**COMPITO DA SVOLGERE:** Riscriva la parte dei dati che si apre con la riga contenente "Annotator task sheet — locate the snow mound" e si chiude con quella contenente "[345,47,500,274]", entrambe incluse, riportando anche le richieste. Scali ogni coordinata dei riquadri nelle risposte moltiplicandola per 1,15 e arrotondando all'intero, con le metà per eccesso.

**DATI:**
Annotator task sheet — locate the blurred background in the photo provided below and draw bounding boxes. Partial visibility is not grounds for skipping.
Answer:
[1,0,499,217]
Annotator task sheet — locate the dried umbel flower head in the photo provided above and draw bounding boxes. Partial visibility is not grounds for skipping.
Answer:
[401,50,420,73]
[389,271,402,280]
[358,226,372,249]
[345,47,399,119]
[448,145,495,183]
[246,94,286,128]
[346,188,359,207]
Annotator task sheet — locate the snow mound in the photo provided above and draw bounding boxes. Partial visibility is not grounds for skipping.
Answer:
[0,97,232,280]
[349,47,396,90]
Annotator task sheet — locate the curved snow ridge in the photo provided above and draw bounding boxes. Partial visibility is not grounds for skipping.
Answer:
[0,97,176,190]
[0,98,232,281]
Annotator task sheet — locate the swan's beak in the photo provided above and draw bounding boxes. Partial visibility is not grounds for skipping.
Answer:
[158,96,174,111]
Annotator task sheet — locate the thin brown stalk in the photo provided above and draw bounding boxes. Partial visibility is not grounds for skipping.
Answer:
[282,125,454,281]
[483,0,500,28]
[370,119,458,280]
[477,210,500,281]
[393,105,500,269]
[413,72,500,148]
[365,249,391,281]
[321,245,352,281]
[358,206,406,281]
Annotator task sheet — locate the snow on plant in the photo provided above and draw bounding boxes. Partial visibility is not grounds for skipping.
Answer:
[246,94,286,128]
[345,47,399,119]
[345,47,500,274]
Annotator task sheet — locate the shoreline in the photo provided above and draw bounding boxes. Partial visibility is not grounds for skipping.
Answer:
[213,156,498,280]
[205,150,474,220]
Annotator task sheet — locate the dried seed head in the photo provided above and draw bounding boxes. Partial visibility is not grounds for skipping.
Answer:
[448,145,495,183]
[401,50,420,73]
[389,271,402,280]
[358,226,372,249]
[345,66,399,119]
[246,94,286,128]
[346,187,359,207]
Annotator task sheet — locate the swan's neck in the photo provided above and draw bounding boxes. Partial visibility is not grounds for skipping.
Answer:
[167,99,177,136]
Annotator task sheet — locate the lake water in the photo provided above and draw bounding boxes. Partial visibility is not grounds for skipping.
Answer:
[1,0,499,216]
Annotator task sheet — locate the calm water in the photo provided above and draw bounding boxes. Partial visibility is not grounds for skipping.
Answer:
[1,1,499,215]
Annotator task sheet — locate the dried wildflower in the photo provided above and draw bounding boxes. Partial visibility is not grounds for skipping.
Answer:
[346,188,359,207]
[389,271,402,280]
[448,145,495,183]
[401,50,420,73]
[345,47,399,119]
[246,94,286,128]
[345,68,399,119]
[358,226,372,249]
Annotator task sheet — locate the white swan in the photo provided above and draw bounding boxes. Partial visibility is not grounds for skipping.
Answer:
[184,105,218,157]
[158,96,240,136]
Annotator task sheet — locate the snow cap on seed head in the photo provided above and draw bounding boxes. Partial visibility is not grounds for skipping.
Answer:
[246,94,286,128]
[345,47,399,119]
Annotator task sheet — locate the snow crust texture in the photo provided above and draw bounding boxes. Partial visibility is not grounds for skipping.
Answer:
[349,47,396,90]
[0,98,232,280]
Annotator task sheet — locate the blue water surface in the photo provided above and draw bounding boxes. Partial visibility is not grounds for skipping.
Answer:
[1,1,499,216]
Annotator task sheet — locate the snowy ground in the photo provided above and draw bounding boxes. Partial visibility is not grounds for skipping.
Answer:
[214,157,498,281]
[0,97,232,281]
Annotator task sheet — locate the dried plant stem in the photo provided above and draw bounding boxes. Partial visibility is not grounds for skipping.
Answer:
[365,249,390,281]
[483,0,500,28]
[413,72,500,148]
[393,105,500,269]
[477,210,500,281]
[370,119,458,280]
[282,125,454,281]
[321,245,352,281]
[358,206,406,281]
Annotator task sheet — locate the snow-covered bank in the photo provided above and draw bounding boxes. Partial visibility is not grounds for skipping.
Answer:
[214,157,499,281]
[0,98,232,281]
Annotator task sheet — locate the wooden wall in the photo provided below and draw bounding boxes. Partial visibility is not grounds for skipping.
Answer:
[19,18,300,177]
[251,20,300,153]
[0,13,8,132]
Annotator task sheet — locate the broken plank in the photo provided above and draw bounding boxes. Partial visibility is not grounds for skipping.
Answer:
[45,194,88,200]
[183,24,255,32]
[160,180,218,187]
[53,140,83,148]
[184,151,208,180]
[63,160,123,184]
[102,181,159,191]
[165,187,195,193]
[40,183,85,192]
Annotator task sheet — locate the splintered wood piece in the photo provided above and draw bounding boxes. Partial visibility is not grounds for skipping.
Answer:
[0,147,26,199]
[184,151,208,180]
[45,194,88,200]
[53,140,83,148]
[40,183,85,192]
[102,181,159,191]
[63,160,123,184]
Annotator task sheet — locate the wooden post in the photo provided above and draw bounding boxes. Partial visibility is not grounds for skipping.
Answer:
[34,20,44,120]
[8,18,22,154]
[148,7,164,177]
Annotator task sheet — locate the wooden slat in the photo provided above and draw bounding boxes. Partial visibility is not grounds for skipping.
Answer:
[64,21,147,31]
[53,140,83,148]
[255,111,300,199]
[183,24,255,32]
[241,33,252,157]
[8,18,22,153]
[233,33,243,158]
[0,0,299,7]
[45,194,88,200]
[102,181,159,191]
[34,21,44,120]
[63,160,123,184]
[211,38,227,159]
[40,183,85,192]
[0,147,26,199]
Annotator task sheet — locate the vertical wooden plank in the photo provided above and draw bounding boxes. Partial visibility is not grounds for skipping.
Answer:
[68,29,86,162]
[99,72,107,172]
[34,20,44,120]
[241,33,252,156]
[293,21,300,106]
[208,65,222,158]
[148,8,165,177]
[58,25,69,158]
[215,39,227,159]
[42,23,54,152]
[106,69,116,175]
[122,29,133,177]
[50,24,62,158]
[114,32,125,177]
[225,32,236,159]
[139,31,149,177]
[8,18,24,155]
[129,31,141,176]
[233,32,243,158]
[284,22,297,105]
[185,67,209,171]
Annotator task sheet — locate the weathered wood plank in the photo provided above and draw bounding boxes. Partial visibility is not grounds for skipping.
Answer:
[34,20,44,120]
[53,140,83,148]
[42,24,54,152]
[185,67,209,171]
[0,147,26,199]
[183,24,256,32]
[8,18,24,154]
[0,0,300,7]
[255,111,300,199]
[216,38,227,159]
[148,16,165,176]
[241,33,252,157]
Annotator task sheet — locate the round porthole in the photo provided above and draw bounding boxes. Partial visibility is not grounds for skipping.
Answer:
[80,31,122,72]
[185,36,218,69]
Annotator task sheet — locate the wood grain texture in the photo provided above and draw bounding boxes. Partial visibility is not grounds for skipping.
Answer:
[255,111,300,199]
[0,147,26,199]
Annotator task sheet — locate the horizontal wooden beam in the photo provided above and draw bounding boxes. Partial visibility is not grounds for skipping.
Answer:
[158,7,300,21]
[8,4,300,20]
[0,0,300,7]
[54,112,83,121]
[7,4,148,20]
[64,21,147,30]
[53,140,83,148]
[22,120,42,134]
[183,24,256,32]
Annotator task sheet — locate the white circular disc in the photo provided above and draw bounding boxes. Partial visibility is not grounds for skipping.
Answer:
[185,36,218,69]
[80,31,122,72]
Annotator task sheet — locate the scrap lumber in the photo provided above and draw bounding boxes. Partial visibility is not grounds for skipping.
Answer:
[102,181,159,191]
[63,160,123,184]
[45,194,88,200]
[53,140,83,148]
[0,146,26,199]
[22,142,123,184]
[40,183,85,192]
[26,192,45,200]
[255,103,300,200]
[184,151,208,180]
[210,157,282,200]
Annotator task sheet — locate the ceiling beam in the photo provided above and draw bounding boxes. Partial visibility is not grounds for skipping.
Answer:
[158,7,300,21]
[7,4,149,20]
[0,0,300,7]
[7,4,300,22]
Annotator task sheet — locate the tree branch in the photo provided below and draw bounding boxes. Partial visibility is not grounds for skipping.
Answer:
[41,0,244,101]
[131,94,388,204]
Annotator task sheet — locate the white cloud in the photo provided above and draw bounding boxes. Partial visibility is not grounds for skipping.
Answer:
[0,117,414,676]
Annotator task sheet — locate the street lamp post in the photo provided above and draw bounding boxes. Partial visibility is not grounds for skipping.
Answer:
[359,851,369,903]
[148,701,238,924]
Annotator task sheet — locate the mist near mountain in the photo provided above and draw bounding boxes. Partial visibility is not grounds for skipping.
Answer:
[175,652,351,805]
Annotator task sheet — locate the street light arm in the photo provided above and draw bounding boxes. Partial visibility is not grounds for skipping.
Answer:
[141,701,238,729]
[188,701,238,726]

**RISPOSTA:**
Annotator task sheet — locate the snow mound in the photo provided above and draw bounding boxes. Partial visibility is not grounds for skipping.
Answer:
[0,112,267,322]
[401,54,455,104]
Annotator task sheet — locate the curved snow ridge in the photo provided above and draw bounding boxes. Partial visibility is not grounds for skipping.
Answer:
[0,112,202,219]
[0,113,267,323]
Annotator task sheet — locate the swan's beak in the photo provided above and draw bounding boxes. Partial visibility is not grounds for skipping.
Answer:
[182,110,200,128]
Annotator task sheet — locate the thin brown stalk in the photo provided above and draw bounding boxes. Partial visibility is not grounds for skipping.
Answer:
[324,144,522,323]
[555,0,575,32]
[426,137,527,322]
[549,242,575,323]
[452,121,575,309]
[475,83,575,170]
[420,286,450,323]
[369,282,405,323]
[412,237,467,323]
Annotator task sheet — locate the snow on plant in the photo provided above and draw bounding boxes. Partial visibility is not grounds for skipping.
Answer:
[283,108,329,147]
[397,54,459,137]
[397,54,575,315]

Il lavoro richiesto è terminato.